> [Seçilen metin]

'''

Osmanlıdan günümüze ilaç, nitelikli silah ve teknoloji üretemiyoruz. Dünyadan geri kalmamak için ilaçtan aşıya, uçaktan yazılıma bunları ithal etmek zorunda kalıyoruz. Üzüm incir satarak faturayı ödeyemediğimiz için borçlanıyoruz. Borç alan sonunda emir alır veya yıkılır. Milyarlarca dolarlık ilaç ve teknoloji ithalatı, dövizi dışarı pompalarken cari açığı artırıyor. Bu kadar harcamaya hazine olsa dayanmaz. Harcamalar 4-5 kanaldan yapıldığı için gerçek harcamayı kimse bilmiyor. SGK, Üniversiteler, Özel hastaneler, halkın kişisel harcamaları. 2023 yılı sağlık sektörü büyüklüğü 170 milyar dolar olarak hesaplanıyor. Sadece kanser ilaçlarına giden para geçen yıl 5 milyar TL. Bu yıl çok pahalı ilaçlar da ödemeye girdi. Fatura giderek artacak. Hastalık faturasını ödemek giderek zorlaşıyor. Milli kongrelerle ilaç ve teknoloji üretiminin yolu açılabilirse, bu devrim doğal pazarımız olan 2 milyarlık Türk İslam alemi ve Türkiye için kurtuluş olabilir. Milli üretimle birlikte sağlık turizmi cari açığı kapatacaktır. 60 tane araştırma hastanesi var ama hepsi de tabelada araştırma. Akademiye çok iş düşüyor. Ama önce akademiyi yabancı ilaç ve teknolojinin reklam ve pazarlamasını yapmaktan kurtarmak gerekiyor.

3. Ülkemiz ekonomik savaşla teslim alınmak isteniyor. Bu savaşta direnmenin yegane yolu, tasarrufları milli hedeflere yönelten Tokgözlü toplum modelidir. Beslenmeden sosyal yaşama kadar geleneksel, milli ve sağlıklı yaşam tarzına geçilmesi milli kültür devrimidir, en büyük zihinsel devrimdir. Türkiye ve insanlığın kurtuluşu, Anadolu erenlerinin karıncayı incitmeyen, küresel ısınmaya yol açmayan gönül anlayışında. Bu anlayışı dünyaya sunacak aydınımız, dünya ve insanlığı kan revan içinde bırakan, hasta eden anlayışın peşinden koşuyor, ondan medet umuyor.

'''

> [Verilen bilgiler]
'''

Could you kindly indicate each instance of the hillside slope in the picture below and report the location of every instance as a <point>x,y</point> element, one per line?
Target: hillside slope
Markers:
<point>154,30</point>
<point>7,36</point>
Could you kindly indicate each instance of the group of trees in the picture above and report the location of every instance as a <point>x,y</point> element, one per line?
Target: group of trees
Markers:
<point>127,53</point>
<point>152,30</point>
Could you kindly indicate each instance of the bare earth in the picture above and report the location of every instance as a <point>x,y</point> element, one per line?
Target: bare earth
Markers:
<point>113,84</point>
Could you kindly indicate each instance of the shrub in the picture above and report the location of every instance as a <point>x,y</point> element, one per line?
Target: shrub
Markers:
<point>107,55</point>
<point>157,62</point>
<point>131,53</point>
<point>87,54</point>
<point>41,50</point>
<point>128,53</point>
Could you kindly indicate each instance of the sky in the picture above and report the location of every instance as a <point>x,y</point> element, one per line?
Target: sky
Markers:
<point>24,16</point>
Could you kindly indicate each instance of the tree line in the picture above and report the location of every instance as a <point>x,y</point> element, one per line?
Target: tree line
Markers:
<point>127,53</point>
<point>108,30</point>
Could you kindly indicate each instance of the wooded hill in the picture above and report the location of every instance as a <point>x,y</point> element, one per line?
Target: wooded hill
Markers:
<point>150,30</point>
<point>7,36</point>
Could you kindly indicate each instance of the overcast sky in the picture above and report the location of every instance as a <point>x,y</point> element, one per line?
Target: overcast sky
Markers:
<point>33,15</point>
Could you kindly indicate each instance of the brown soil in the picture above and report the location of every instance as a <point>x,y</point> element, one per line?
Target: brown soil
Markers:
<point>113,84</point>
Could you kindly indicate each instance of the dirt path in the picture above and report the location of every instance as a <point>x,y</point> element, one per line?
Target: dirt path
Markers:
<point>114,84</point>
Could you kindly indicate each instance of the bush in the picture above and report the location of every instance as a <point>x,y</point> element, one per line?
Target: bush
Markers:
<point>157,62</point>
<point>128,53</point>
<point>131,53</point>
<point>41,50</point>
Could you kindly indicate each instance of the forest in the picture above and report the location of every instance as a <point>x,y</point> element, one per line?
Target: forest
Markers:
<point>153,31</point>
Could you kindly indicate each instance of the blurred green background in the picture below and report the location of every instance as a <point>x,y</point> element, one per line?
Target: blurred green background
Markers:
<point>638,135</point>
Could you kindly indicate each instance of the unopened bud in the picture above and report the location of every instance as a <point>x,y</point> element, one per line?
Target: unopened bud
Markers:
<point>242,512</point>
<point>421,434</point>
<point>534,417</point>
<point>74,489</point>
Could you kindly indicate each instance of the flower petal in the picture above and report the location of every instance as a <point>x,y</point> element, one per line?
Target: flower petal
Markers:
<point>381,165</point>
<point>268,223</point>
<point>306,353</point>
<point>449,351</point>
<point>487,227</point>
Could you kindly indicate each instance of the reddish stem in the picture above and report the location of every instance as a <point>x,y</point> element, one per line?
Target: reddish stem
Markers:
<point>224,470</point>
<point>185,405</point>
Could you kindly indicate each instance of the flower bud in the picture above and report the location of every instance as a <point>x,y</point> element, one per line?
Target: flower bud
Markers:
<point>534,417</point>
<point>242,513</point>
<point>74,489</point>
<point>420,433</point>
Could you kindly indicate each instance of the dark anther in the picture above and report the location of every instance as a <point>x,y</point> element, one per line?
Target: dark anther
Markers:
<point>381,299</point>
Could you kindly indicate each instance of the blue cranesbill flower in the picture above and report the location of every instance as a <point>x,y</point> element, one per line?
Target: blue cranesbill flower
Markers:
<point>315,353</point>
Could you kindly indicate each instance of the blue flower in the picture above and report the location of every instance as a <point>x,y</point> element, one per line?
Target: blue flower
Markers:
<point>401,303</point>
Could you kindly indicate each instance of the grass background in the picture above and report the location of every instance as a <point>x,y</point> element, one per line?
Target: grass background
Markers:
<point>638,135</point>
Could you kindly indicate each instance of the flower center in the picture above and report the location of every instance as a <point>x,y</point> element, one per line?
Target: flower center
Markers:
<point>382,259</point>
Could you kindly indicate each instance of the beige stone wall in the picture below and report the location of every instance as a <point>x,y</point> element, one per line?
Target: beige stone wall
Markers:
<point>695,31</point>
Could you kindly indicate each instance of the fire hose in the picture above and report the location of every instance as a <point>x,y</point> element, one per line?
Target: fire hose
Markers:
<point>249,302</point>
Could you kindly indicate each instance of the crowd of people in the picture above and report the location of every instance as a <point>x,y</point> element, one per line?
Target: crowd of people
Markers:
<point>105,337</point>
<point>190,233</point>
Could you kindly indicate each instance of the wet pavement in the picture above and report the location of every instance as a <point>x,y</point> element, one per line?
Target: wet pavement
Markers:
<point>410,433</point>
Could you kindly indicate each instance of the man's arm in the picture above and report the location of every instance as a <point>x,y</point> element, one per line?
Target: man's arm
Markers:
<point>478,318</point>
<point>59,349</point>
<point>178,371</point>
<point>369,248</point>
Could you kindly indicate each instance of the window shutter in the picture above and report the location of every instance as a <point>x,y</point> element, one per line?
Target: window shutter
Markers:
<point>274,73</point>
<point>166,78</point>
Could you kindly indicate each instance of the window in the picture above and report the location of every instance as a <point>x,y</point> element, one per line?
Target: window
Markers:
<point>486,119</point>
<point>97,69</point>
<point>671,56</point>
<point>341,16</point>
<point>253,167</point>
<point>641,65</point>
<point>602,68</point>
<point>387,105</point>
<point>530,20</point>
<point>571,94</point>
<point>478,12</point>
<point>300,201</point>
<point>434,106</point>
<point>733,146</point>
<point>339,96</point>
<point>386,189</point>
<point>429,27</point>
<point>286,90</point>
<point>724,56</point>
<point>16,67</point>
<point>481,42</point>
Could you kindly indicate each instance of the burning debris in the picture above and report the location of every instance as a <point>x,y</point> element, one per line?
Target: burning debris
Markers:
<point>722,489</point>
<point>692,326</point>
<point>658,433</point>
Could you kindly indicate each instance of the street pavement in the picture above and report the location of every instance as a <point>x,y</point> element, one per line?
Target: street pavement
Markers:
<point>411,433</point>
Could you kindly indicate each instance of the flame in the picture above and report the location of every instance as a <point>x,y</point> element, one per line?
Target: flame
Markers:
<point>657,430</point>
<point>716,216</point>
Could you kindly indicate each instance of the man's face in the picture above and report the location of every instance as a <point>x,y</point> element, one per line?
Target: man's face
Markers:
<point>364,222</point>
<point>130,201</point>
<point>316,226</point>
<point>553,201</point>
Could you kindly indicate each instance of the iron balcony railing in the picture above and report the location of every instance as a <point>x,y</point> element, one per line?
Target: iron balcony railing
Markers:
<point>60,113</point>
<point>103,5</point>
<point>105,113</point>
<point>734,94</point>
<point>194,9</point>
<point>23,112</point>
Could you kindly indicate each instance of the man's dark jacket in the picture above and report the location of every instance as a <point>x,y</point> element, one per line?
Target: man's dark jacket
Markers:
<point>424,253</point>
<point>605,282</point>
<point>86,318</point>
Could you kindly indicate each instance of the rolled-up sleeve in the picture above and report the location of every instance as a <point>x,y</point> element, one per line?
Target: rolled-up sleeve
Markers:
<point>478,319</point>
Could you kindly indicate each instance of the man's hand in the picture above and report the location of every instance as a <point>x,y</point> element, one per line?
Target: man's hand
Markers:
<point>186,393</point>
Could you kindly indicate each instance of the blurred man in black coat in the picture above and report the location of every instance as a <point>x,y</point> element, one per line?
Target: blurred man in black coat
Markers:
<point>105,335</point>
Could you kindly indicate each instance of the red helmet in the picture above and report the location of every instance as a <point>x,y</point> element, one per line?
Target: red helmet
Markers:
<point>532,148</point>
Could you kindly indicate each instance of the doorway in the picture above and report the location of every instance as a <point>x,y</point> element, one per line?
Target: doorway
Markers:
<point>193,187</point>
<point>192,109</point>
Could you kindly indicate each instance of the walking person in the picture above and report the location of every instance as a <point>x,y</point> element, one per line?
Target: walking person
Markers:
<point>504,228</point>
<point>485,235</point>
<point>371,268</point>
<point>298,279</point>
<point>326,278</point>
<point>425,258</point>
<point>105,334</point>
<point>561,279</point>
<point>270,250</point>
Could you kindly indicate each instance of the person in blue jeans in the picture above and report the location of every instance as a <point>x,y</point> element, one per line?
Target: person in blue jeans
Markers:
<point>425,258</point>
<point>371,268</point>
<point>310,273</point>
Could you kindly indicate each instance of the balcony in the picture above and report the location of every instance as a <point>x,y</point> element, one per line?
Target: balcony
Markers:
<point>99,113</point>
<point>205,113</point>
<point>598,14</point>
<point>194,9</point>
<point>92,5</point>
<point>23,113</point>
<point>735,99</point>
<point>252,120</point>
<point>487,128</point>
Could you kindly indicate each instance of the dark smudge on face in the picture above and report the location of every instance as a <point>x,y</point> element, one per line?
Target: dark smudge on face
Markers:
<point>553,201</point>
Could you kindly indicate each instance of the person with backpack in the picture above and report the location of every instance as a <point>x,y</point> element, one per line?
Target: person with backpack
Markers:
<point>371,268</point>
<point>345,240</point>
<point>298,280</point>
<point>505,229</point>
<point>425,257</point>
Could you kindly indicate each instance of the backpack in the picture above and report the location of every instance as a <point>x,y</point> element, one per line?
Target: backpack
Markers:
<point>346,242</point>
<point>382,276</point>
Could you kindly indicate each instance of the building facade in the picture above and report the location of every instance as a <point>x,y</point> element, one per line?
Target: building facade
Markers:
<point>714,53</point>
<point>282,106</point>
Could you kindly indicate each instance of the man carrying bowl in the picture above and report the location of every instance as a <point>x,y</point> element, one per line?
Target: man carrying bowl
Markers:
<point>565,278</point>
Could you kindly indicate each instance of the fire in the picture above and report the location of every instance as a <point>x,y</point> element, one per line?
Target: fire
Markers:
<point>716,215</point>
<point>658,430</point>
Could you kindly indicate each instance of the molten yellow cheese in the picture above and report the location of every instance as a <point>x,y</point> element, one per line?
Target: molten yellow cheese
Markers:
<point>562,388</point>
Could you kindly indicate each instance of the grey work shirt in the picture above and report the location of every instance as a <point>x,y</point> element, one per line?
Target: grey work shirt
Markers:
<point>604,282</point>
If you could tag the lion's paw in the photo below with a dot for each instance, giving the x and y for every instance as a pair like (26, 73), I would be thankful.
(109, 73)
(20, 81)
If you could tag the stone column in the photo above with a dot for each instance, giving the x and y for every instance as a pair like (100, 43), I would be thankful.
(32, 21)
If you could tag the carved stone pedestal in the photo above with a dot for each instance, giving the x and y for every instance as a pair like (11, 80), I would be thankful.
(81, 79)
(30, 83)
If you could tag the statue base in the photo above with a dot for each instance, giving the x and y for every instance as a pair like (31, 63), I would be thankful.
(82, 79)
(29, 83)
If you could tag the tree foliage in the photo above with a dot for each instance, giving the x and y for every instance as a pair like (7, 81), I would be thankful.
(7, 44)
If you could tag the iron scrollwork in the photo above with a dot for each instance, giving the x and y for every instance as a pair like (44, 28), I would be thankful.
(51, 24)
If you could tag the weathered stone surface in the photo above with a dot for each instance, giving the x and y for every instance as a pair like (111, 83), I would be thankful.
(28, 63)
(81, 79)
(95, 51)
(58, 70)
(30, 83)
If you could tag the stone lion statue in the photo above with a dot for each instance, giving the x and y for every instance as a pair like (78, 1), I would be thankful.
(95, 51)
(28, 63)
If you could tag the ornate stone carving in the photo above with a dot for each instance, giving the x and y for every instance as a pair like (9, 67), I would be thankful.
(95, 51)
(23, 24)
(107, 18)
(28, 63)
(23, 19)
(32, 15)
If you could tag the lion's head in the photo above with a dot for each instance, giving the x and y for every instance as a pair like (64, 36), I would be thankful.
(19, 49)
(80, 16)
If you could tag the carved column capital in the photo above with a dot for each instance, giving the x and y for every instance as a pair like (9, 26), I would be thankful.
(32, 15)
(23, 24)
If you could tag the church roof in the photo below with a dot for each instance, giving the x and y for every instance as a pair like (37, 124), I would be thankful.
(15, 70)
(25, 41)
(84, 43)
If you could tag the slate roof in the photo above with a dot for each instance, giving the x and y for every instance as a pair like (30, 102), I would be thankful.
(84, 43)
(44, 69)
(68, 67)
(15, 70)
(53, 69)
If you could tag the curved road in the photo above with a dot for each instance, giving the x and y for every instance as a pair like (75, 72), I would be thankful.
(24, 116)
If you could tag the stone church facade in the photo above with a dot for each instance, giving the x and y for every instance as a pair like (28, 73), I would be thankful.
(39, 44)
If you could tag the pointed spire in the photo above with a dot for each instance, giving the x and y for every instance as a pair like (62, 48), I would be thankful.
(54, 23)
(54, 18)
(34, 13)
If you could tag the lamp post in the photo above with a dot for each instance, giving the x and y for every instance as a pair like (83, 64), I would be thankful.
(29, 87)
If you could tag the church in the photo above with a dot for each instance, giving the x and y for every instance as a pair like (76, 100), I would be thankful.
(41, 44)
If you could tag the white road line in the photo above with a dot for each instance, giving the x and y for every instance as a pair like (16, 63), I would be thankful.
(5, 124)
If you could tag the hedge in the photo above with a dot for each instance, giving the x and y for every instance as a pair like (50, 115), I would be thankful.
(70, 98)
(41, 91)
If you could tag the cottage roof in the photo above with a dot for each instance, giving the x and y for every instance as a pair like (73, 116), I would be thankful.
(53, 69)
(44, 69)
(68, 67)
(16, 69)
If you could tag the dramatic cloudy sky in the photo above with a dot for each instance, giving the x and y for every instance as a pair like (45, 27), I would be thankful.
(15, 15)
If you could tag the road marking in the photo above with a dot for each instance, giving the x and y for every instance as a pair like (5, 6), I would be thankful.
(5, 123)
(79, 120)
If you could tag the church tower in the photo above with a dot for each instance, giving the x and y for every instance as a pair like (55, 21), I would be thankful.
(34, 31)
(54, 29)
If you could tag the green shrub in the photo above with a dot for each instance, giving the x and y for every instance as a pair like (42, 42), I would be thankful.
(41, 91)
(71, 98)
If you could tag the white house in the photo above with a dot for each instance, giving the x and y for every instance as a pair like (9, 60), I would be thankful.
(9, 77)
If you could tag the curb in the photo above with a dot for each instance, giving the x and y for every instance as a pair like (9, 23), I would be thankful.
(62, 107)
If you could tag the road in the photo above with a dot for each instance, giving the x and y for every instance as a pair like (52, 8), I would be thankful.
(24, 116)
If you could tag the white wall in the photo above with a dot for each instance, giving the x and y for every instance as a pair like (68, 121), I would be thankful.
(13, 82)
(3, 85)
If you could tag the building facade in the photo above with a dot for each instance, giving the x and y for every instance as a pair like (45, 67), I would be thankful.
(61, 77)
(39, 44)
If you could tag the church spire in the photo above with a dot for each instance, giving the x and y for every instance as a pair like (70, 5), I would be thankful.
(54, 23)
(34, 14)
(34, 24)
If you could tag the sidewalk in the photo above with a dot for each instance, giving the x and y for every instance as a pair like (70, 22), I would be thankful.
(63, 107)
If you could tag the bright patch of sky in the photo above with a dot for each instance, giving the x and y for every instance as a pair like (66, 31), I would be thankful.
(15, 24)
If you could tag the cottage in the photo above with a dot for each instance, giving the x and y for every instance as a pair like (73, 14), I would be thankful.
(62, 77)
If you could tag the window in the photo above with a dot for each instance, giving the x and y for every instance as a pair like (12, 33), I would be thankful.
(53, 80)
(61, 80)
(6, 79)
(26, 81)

'''

> [Görev A]
Seçilen metne göre 2023 yılı sağlık sektörünün büyüklüğü ne kadar olarak hesaplanıyor?
> [Görev B]
Seçilen metindeki "Osmanlıdan günümüze ilaç" sözleriyle başlayan paragrafı, ana bilgilerini koruyarak madde madde kısaltınız.
> [Görev C]
Milli üretim ve kültür devrimi üzerine olan seçilen metnin devamını, son cümlesinden sonrasından başlayarak yazınız.
Öğelerin seçilen metinle bir ilgisi yoktur.

> [Yanıt A]
170 milyar dolar olarak hesaplanıyor.

> [Yanıt B]
- Osmanlıdan bu yana ilaç, nitelikli silah ve teknoloji üretilemiyor; ilaçtan aşıya, uçaktan yazılıma bunlar ithal ediliyor.
- Üzüm ve incir satışı faturayı karşılamadığı için borçlanılıyor; borç alan sonunda emir alır ya da yıkılır.
- Milyarlarca dolarlık ithalat dövizi dışarı çıkarıyor ve cari açığı büyütüyor.
- Harcamalar SGK, üniversiteler, özel hastaneler ve halkın kişisel harcamaları gibi 4-5 kanaldan yapıldığı için gerçek tutar bilinmiyor.
- 2023 yılında sağlık sektörünün büyüklüğü 170 milyar dolar olarak hesaplanıyor; geçen yıl yalnızca kanser ilaçlarına 5 milyar TL ödendi.
- Bu yıl çok pahalı ilaçlar da ödeme kapsamına girdi; hastalık faturası giderek artıyor ve ödenmesi zorlaşıyor.
- Milli kongrelerle ilaç ve teknoloji üretiminin yolu açılırsa, bu gelişme Türkiye ve 2 milyarlık Türk İslam alemi için kurtuluş olabilir.
- Milli üretimle birlikte sağlık turizmi cari açığı kapatacaktır.
- 60 araştırma hastanesi yalnızca tabelada araştırma hastanesidir.
- Akademiye çok iş düşüyor, ancak önce akademi yabancı ilaç ve teknolojinin reklamını ve pazarlamasını yapmaktan kurtarılmalıdır.

> [Yanıt C]
MİLLİ SEFERBERLİK ŞART 

Küresel ekonomik savaşın hedefi Türkiyeyi çökertmek. Bunun için önce halkı yokluğa mahkum edecekler. Dükkanlar, marketler, eczaneler boşalacak. İlaç ve ameliyat malzemelerine muhtaç edecekler. Düşman benzin, yağ karaborsası ile milli iradeyi yıpratmayı planlıyor. Dünyayı ve bölgeyi çöle çevirecek kriz tezgahlıyor. Bu savaşın sonunda ; Türkiyenin İMF'ye teslim olması tezgahlanıyor.

Zihinsel işgalden kurtulmak, ekonomik savaşa karşı direnmek kolay bir iş değildir. Bu ahlaksız ve vicdansız ekonomik savaşa karşı Çanakkale şehitlerinin torunları olarak milli seferberlik ilan etmeliyiz. Kuru ekmek ve çarık bu seferberliğin sembolü olmalı. Zaruri haller dışında devletin bütün kurumlarında makam aracı, lojman ve sosyal tesis saltanatına son verilsin. İsraf önlensin. Güvenlik gereken üst görevler  dışında herkes metro, otobüs, minibüs... kullansın. Gerekirse maaşlarımıza zam yapılmasın. Belediye başkanları, bürokratlar, milletvekilleri millete örnek olmalıdır. Sıkıntılara katlanmadan çözüm olmaz. Kimse ekonomik savaşla teslim alınmak istenen milletimizin mücadele azmini kıramaz. Asla boyun eğmeyeceğiz. Asla teslim olmayacağız. Devletimizi yıkamayacalar. Milletimizi yok edemeyecekler. Faiz, döviz ve ithalata dayalı 70 yıllık modern sömürü bitecek. Bizi kimse açlık ve fakirlikle korkutamaz, sindiremez, asla teslim alamaz. Türkiye'nin onuru her şeyin üzerindedir.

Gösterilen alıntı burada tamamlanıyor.